»»
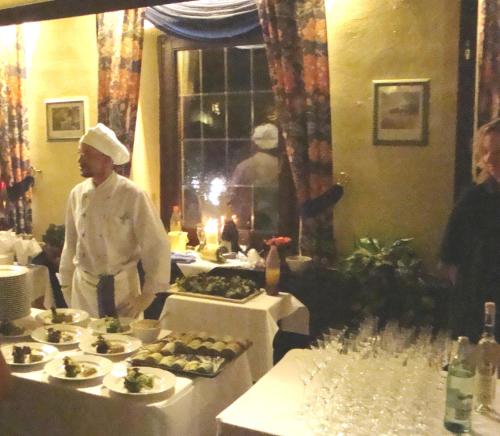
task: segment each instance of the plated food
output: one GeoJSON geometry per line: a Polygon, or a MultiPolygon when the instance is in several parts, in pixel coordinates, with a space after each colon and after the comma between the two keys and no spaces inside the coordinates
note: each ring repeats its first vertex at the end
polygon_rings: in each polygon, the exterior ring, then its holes
{"type": "Polygon", "coordinates": [[[175,389],[175,375],[159,368],[127,368],[123,373],[108,374],[103,384],[110,391],[124,395],[153,395],[175,389]]]}
{"type": "Polygon", "coordinates": [[[53,324],[41,326],[33,331],[31,337],[42,344],[76,345],[85,334],[85,329],[76,325],[53,324]]]}
{"type": "Polygon", "coordinates": [[[180,293],[235,301],[248,300],[261,293],[253,280],[239,276],[210,276],[206,273],[180,277],[175,281],[175,288],[174,290],[180,293]]]}
{"type": "Polygon", "coordinates": [[[125,356],[138,350],[142,342],[140,339],[119,334],[84,336],[80,342],[80,349],[85,353],[97,356],[125,356]]]}
{"type": "Polygon", "coordinates": [[[12,366],[29,366],[48,362],[58,353],[51,345],[34,342],[19,342],[1,347],[5,361],[12,366]]]}
{"type": "Polygon", "coordinates": [[[45,372],[60,380],[91,380],[109,373],[111,361],[100,356],[66,355],[45,365],[45,372]]]}
{"type": "Polygon", "coordinates": [[[15,321],[0,321],[0,339],[18,339],[31,334],[38,324],[33,318],[26,317],[15,321]]]}
{"type": "Polygon", "coordinates": [[[129,334],[132,332],[130,328],[130,323],[134,321],[134,318],[114,318],[107,316],[100,319],[95,319],[90,322],[89,328],[92,329],[94,333],[104,334],[104,333],[122,333],[129,334]]]}
{"type": "Polygon", "coordinates": [[[79,309],[56,309],[40,312],[36,318],[44,324],[80,324],[86,321],[89,314],[79,309]]]}

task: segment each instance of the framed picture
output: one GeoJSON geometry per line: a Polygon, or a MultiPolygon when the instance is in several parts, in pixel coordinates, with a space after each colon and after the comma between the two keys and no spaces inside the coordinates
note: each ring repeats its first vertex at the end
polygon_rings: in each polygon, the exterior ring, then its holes
{"type": "Polygon", "coordinates": [[[426,145],[430,81],[375,80],[373,85],[373,143],[426,145]]]}
{"type": "Polygon", "coordinates": [[[47,140],[80,139],[85,133],[85,99],[46,100],[47,140]]]}

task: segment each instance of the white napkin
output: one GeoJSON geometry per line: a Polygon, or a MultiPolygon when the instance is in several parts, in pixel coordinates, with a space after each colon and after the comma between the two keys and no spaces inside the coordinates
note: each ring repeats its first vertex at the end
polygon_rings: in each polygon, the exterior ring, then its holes
{"type": "Polygon", "coordinates": [[[19,265],[28,265],[30,258],[35,257],[42,251],[42,247],[36,239],[20,239],[18,238],[14,244],[17,263],[19,265]]]}
{"type": "Polygon", "coordinates": [[[0,231],[0,254],[9,254],[14,250],[17,236],[12,230],[0,231]]]}

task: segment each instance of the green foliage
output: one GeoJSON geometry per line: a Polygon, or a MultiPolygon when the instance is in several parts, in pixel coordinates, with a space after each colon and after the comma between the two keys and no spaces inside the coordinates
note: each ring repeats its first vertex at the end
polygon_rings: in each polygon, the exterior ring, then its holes
{"type": "Polygon", "coordinates": [[[425,274],[412,241],[383,245],[375,238],[361,238],[340,263],[356,316],[378,316],[382,322],[394,319],[407,326],[439,323],[435,308],[443,300],[444,286],[425,274]]]}

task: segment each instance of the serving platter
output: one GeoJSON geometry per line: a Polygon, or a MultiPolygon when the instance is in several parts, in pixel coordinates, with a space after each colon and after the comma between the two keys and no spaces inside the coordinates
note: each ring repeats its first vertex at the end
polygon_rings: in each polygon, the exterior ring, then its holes
{"type": "Polygon", "coordinates": [[[245,298],[241,298],[241,299],[227,298],[227,297],[221,297],[219,295],[202,294],[202,293],[197,293],[197,292],[186,292],[186,291],[182,291],[176,284],[173,284],[169,288],[168,292],[175,294],[175,295],[183,295],[186,297],[202,298],[205,300],[216,300],[216,301],[225,301],[227,303],[245,304],[246,302],[252,300],[253,298],[255,298],[258,295],[265,292],[265,289],[262,289],[262,288],[257,289],[255,292],[253,292],[250,295],[246,296],[245,298]]]}
{"type": "Polygon", "coordinates": [[[83,327],[71,324],[52,324],[49,326],[41,326],[33,330],[31,337],[42,344],[49,344],[55,346],[77,345],[82,337],[85,335],[86,330],[83,327]],[[48,330],[52,328],[61,332],[60,342],[51,342],[47,338],[48,330]],[[65,339],[71,338],[71,339],[65,339]]]}
{"type": "Polygon", "coordinates": [[[59,353],[59,350],[56,347],[47,344],[39,344],[37,342],[17,342],[14,344],[5,344],[0,347],[0,350],[7,364],[13,367],[40,365],[41,363],[49,362],[59,353]],[[43,357],[37,362],[16,363],[14,362],[14,358],[12,357],[12,350],[15,346],[30,347],[32,350],[36,350],[38,354],[43,355],[43,357]]]}
{"type": "Polygon", "coordinates": [[[92,335],[86,335],[82,338],[80,341],[80,349],[85,353],[93,354],[95,356],[124,357],[134,351],[137,351],[142,345],[142,341],[140,339],[132,336],[120,335],[116,333],[108,333],[101,336],[111,345],[121,345],[124,347],[125,351],[118,353],[99,353],[96,351],[96,346],[93,345],[97,341],[97,337],[92,335]]]}
{"type": "Polygon", "coordinates": [[[72,315],[73,320],[71,322],[53,323],[52,322],[52,311],[44,310],[36,315],[36,319],[45,325],[49,324],[81,324],[88,320],[89,314],[84,310],[80,309],[57,309],[57,313],[63,315],[72,315]]]}
{"type": "Polygon", "coordinates": [[[69,356],[74,362],[78,363],[79,365],[95,368],[96,372],[88,376],[77,375],[76,377],[68,377],[64,369],[64,357],[65,356],[54,359],[51,362],[47,363],[44,368],[45,372],[51,377],[57,378],[59,380],[84,381],[102,377],[108,374],[113,368],[113,363],[105,357],[74,355],[69,356]]]}
{"type": "Polygon", "coordinates": [[[161,394],[175,389],[176,377],[171,372],[151,367],[140,367],[138,369],[141,373],[153,378],[152,388],[143,388],[140,392],[129,392],[124,386],[124,377],[127,375],[127,369],[111,372],[104,377],[103,385],[117,394],[135,397],[161,394]]]}

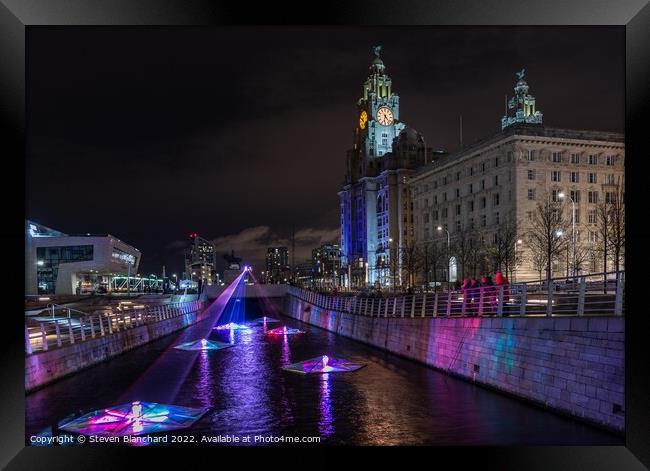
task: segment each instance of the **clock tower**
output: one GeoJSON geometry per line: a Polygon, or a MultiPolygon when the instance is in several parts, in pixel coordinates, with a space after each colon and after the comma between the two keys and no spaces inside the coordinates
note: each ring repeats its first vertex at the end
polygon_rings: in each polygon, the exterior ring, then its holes
{"type": "Polygon", "coordinates": [[[373,51],[375,59],[357,102],[356,144],[368,159],[377,159],[390,152],[393,139],[404,128],[399,121],[399,95],[393,93],[391,78],[385,73],[386,66],[380,58],[381,46],[375,46],[373,51]]]}
{"type": "Polygon", "coordinates": [[[410,235],[403,227],[410,221],[406,180],[424,162],[424,140],[400,121],[399,96],[386,74],[381,46],[373,52],[356,104],[353,146],[339,191],[341,278],[350,287],[398,283],[395,263],[410,235]],[[387,269],[390,263],[392,271],[387,269]]]}

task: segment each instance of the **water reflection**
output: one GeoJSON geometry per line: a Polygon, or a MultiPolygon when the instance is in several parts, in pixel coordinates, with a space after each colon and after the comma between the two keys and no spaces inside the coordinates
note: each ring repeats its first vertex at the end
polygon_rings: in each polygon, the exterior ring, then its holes
{"type": "Polygon", "coordinates": [[[334,433],[330,388],[330,375],[325,373],[320,378],[320,421],[318,422],[318,431],[321,438],[327,438],[334,433]]]}

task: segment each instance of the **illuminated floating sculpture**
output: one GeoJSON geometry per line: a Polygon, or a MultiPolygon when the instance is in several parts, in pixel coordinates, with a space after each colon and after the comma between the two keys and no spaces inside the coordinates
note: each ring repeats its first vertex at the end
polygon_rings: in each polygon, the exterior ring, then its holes
{"type": "Polygon", "coordinates": [[[250,323],[251,325],[257,325],[257,324],[275,324],[277,322],[280,322],[278,319],[273,319],[272,317],[258,317],[257,319],[253,319],[250,323]]]}
{"type": "Polygon", "coordinates": [[[282,326],[276,329],[271,329],[267,332],[268,335],[294,335],[294,334],[304,334],[304,330],[294,329],[292,327],[282,326]]]}
{"type": "Polygon", "coordinates": [[[327,355],[322,355],[309,360],[293,363],[288,366],[282,367],[283,370],[293,371],[303,375],[308,374],[322,374],[322,373],[344,373],[347,371],[356,371],[363,368],[364,364],[354,363],[344,358],[333,358],[327,355]]]}
{"type": "Polygon", "coordinates": [[[81,435],[121,437],[145,435],[191,427],[208,408],[191,408],[134,401],[99,409],[60,425],[61,430],[81,435]]]}
{"type": "Polygon", "coordinates": [[[227,324],[221,324],[214,328],[214,330],[251,330],[250,327],[236,324],[234,322],[228,322],[227,324]]]}
{"type": "Polygon", "coordinates": [[[221,350],[222,348],[232,347],[231,343],[215,342],[214,340],[194,340],[193,342],[181,343],[174,348],[179,350],[221,350]]]}

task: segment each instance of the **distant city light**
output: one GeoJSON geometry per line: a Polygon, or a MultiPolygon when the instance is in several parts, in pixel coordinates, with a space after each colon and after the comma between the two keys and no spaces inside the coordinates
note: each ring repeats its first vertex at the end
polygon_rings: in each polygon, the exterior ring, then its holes
{"type": "Polygon", "coordinates": [[[43,265],[45,265],[45,262],[43,260],[39,260],[38,262],[36,262],[36,265],[42,267],[43,265]]]}

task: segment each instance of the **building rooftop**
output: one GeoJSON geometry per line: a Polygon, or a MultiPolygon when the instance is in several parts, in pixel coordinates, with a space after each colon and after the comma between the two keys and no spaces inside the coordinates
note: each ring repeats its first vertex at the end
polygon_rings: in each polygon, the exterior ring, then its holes
{"type": "Polygon", "coordinates": [[[471,154],[478,149],[487,147],[515,135],[548,137],[554,139],[574,139],[582,141],[616,142],[621,144],[625,142],[625,134],[618,132],[552,128],[535,124],[515,124],[419,167],[416,170],[414,177],[452,163],[454,160],[471,154]]]}

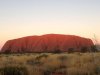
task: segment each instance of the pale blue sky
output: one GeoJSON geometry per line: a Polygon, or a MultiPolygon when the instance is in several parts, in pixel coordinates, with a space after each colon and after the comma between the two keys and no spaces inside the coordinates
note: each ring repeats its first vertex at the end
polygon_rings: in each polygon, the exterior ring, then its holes
{"type": "Polygon", "coordinates": [[[9,39],[49,33],[100,40],[100,0],[0,0],[0,48],[9,39]]]}

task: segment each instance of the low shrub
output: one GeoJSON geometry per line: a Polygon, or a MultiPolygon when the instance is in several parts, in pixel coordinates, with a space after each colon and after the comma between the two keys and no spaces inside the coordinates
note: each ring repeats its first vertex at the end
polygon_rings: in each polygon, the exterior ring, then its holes
{"type": "Polygon", "coordinates": [[[0,69],[1,75],[28,75],[28,71],[25,67],[11,67],[6,66],[0,69]]]}
{"type": "Polygon", "coordinates": [[[68,53],[73,53],[74,52],[74,48],[69,48],[68,49],[68,53]]]}
{"type": "Polygon", "coordinates": [[[93,45],[93,46],[91,46],[91,51],[92,51],[92,52],[97,52],[97,51],[98,51],[98,49],[96,48],[96,46],[95,46],[95,45],[93,45]]]}
{"type": "Polygon", "coordinates": [[[87,48],[87,47],[82,47],[82,48],[81,48],[81,52],[82,52],[82,53],[88,52],[88,48],[87,48]]]}

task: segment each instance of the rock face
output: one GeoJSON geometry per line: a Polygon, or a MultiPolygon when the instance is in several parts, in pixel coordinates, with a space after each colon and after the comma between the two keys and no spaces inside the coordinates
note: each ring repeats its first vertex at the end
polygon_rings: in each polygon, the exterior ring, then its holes
{"type": "Polygon", "coordinates": [[[90,48],[94,45],[91,39],[74,35],[47,34],[42,36],[28,36],[9,40],[1,52],[67,52],[69,48],[80,51],[82,47],[90,48]]]}

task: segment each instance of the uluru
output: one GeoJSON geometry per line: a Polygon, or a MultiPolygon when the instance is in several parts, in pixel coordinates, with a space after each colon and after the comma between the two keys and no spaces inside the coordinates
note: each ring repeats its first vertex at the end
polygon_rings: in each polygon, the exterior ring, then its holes
{"type": "Polygon", "coordinates": [[[75,35],[46,34],[41,36],[27,36],[8,40],[1,52],[67,52],[70,48],[80,51],[81,48],[90,48],[93,42],[89,38],[75,35]]]}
««
EXERCISE — The answer is the line containing "task: segment each instance of the rock face" together with every line after it in the records, repeated exactly and with nothing else.

REPLY TO THE EXERCISE —
task: segment each instance of the rock face
output: one GeoJSON geometry per line: a Polygon, or a MultiPolygon when the instance is in several parts, in pixel coordinates, with a space after each colon and after the comma between the two keys and no spaces inside the coordinates
note: each ring repeats its first vertex at the end
polygon_rings: in each polygon, the exterior ring, then its holes
{"type": "Polygon", "coordinates": [[[90,48],[94,45],[91,39],[74,35],[47,34],[42,36],[28,36],[9,40],[1,52],[67,52],[69,48],[80,51],[82,47],[90,48]]]}

task: segment each instance of the uluru
output: one GeoJSON geometry per line: a Polygon, or a MultiPolygon when the instance is in several parts, in pixel coordinates, with a space after each colon and after the comma between the two keys and no spaces inside the coordinates
note: each ring repeats its first vertex at the end
polygon_rings: in each polygon, the exterior ring, then its holes
{"type": "Polygon", "coordinates": [[[75,35],[46,34],[41,36],[27,36],[8,40],[1,52],[67,52],[70,48],[80,51],[81,48],[90,48],[93,42],[89,38],[75,35]]]}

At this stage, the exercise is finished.